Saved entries
......

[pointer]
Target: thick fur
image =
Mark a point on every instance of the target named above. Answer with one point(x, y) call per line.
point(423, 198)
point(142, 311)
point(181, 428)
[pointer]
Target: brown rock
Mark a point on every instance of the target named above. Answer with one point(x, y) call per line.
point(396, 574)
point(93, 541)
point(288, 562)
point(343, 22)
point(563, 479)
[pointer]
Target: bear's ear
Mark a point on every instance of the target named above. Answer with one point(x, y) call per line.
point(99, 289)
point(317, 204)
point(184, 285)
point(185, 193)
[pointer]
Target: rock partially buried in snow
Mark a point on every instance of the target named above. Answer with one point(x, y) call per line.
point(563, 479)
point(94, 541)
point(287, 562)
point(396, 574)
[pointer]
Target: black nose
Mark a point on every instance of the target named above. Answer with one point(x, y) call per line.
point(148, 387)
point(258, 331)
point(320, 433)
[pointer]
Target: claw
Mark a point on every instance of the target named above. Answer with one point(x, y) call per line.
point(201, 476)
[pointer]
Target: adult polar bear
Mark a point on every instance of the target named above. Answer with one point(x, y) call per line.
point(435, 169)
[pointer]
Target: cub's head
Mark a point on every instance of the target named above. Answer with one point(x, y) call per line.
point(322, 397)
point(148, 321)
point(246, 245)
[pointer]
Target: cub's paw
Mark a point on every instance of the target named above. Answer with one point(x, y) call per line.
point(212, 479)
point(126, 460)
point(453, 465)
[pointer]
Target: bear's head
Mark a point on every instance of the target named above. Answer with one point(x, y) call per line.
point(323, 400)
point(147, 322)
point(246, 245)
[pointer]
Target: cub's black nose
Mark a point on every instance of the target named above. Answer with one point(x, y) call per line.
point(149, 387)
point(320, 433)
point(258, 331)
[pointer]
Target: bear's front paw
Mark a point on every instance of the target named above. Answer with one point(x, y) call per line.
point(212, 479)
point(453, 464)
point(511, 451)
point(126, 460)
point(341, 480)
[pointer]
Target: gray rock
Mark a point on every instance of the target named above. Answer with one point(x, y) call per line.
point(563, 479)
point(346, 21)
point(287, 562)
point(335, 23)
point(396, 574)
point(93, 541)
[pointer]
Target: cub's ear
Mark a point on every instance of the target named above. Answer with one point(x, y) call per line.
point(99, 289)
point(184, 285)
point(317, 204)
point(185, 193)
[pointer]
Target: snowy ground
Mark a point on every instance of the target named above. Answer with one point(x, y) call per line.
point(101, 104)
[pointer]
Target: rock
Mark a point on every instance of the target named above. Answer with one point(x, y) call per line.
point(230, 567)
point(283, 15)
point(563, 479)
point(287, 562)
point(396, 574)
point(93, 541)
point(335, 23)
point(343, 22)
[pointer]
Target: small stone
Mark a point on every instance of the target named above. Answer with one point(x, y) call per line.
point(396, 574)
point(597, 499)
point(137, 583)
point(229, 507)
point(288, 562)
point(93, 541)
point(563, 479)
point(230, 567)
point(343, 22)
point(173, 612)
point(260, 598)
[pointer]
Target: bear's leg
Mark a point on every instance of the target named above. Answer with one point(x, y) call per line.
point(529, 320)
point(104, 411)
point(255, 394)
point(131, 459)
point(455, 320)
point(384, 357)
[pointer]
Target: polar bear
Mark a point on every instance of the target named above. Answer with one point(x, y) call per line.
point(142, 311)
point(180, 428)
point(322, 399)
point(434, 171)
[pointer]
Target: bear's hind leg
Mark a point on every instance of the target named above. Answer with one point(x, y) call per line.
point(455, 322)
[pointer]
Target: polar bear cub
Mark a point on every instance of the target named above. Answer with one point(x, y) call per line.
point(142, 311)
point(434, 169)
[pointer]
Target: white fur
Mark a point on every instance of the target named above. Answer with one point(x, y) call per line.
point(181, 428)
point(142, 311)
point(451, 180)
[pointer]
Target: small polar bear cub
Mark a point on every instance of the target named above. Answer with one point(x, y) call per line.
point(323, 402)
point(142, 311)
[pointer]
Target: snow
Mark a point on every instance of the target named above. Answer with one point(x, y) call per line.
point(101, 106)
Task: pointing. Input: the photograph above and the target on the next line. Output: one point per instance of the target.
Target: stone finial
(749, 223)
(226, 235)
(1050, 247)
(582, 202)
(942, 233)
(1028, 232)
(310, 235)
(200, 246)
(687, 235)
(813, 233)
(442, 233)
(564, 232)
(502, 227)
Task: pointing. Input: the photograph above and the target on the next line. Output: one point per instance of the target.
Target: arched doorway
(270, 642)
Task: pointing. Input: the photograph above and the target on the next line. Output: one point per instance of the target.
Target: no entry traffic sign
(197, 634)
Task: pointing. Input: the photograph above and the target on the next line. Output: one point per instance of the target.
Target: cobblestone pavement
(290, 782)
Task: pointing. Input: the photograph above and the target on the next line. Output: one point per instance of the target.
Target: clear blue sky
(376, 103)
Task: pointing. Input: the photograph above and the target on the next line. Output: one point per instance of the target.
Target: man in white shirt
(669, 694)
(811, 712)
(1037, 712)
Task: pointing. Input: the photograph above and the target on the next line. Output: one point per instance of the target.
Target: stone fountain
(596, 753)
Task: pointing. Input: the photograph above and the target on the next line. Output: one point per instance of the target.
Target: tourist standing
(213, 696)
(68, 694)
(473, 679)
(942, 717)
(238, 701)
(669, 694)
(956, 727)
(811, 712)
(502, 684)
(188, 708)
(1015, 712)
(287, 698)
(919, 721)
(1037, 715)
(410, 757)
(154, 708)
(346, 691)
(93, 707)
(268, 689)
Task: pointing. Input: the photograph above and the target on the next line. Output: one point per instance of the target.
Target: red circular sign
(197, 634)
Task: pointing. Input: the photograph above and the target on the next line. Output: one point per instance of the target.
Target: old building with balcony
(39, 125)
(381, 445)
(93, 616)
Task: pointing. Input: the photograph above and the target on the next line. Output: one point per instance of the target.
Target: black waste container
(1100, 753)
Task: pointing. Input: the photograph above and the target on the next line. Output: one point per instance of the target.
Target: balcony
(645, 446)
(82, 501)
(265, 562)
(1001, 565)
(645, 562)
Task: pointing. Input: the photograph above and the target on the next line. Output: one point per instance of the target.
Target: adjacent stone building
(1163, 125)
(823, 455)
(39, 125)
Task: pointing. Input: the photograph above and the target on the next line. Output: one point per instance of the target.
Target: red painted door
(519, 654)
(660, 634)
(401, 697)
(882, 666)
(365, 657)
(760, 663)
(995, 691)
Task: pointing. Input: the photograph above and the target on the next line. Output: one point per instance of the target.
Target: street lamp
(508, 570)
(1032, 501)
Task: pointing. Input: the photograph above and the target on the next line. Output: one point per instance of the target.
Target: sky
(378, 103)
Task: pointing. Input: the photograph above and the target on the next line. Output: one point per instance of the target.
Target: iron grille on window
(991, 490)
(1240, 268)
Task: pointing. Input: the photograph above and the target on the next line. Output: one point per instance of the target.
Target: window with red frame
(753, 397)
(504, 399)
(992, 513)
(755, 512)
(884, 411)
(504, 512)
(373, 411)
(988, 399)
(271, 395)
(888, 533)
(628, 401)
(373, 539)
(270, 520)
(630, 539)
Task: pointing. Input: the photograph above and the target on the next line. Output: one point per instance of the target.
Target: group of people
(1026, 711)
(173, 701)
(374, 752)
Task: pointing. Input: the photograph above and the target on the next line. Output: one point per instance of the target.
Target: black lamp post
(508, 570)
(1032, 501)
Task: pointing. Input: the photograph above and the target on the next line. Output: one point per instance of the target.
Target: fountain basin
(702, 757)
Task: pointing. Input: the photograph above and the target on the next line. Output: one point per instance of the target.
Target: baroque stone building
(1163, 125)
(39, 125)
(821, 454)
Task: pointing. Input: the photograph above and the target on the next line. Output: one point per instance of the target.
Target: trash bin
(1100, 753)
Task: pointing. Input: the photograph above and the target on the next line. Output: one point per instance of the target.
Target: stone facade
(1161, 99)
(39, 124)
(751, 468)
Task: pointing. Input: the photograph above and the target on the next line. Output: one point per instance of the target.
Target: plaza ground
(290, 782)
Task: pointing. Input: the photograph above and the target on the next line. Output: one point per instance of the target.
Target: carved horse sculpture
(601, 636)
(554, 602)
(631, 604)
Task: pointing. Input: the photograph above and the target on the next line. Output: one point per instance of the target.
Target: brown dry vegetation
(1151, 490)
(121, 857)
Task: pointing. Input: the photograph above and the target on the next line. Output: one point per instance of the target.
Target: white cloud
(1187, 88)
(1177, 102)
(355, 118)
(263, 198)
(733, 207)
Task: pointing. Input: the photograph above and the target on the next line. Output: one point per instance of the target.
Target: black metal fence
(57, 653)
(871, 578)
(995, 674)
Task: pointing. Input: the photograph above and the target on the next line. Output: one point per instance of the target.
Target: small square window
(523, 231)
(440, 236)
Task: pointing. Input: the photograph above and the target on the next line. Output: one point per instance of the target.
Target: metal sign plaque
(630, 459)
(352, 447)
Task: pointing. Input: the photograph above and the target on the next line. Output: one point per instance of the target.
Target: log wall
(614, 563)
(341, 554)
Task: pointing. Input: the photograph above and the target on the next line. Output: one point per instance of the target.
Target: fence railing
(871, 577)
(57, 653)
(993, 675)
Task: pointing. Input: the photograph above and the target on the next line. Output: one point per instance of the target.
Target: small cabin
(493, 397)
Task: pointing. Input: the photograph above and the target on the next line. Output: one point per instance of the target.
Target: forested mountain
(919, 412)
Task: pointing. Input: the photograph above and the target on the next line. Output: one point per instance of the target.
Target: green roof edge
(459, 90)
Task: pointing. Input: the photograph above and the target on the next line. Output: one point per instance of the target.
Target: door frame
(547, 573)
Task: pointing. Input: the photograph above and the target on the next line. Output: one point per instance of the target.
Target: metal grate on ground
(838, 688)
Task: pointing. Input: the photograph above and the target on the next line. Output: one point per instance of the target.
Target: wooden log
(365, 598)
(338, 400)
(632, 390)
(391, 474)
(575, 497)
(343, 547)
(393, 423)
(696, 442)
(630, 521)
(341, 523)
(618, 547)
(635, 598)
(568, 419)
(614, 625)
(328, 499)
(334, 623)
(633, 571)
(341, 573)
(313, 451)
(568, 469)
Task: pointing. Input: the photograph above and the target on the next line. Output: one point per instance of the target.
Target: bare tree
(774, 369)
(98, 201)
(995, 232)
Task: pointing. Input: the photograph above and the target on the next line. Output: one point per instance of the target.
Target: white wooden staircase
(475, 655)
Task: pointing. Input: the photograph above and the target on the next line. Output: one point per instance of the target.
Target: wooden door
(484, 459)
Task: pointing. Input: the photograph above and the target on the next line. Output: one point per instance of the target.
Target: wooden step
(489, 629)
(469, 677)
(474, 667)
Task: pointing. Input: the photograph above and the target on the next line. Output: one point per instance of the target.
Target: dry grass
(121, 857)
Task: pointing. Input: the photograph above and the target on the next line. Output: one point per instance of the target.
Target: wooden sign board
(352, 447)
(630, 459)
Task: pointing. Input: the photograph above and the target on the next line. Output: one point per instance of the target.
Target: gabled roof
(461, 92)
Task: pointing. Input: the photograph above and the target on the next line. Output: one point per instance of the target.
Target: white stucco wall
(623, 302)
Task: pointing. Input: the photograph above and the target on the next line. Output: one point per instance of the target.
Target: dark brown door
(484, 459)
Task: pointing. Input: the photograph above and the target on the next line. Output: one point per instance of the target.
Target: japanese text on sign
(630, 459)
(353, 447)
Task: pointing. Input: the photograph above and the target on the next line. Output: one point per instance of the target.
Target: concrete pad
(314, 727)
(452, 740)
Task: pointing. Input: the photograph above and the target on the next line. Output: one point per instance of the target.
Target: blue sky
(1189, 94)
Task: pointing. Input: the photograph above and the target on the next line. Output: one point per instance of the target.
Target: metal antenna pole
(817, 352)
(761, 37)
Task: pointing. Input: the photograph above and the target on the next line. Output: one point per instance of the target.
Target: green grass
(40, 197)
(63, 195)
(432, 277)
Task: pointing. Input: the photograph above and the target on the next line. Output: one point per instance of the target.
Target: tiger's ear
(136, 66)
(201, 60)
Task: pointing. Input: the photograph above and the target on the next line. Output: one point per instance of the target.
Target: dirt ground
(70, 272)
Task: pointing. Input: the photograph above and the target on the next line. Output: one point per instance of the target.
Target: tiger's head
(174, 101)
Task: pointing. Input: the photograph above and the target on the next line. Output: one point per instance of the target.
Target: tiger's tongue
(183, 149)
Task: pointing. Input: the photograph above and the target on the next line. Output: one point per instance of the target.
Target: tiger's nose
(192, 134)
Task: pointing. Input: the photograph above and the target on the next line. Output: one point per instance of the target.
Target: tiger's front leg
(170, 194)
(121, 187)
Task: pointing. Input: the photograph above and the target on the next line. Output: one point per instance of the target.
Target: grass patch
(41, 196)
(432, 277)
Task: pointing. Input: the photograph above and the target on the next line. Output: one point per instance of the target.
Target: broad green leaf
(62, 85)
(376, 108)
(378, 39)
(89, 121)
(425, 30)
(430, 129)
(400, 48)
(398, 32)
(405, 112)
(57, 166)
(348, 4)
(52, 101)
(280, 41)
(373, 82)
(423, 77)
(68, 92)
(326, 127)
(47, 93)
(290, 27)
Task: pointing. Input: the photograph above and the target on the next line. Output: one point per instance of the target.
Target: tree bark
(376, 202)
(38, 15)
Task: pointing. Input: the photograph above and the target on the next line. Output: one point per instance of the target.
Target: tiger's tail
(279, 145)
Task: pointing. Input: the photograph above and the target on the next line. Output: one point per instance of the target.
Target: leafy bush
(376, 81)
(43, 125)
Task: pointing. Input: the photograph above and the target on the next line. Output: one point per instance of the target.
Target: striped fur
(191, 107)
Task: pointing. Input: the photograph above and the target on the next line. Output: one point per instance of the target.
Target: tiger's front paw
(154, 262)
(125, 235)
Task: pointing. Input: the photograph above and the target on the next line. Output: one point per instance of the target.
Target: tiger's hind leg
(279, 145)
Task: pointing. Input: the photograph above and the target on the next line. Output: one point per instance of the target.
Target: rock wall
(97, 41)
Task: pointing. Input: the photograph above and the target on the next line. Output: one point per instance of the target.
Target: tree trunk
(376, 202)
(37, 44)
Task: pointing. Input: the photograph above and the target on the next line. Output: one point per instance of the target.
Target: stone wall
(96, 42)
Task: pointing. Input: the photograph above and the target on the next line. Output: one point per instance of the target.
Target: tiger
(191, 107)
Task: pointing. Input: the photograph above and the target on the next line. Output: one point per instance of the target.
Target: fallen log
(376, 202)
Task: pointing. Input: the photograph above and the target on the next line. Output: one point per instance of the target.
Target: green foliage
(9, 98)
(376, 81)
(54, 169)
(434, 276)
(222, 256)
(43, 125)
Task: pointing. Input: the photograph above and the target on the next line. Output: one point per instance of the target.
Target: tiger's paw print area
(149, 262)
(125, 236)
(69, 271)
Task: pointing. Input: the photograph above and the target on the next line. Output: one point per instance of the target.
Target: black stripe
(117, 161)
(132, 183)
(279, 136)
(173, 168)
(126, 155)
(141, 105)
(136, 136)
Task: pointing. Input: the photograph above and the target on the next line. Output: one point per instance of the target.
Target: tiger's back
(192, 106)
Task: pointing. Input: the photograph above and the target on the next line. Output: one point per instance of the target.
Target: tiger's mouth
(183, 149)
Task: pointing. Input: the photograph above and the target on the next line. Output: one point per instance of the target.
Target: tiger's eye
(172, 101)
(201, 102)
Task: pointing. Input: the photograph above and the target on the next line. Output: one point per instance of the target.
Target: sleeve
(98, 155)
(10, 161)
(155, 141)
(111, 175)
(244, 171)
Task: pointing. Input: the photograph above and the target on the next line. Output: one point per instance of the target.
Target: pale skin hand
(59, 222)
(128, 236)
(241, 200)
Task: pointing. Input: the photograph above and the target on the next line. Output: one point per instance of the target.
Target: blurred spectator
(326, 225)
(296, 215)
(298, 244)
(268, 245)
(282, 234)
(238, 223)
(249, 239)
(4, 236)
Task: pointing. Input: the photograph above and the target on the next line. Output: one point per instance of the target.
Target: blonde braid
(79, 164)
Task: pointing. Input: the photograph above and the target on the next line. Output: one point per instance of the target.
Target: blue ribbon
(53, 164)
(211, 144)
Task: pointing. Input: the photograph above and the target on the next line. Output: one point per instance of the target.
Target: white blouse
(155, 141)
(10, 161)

......

_WHAT YOU SHOULD DO_. Using the entries, return every line where the word "bear" can be found.

_RESPONSE_.
Target: bear's ear
Target: adult polar bear
Target: bear's head
Target: bear's front paw
Target: bear's leg
Target: polar bear
Target: bear's hind leg
Target: polar bear cub
Target: small polar bear cub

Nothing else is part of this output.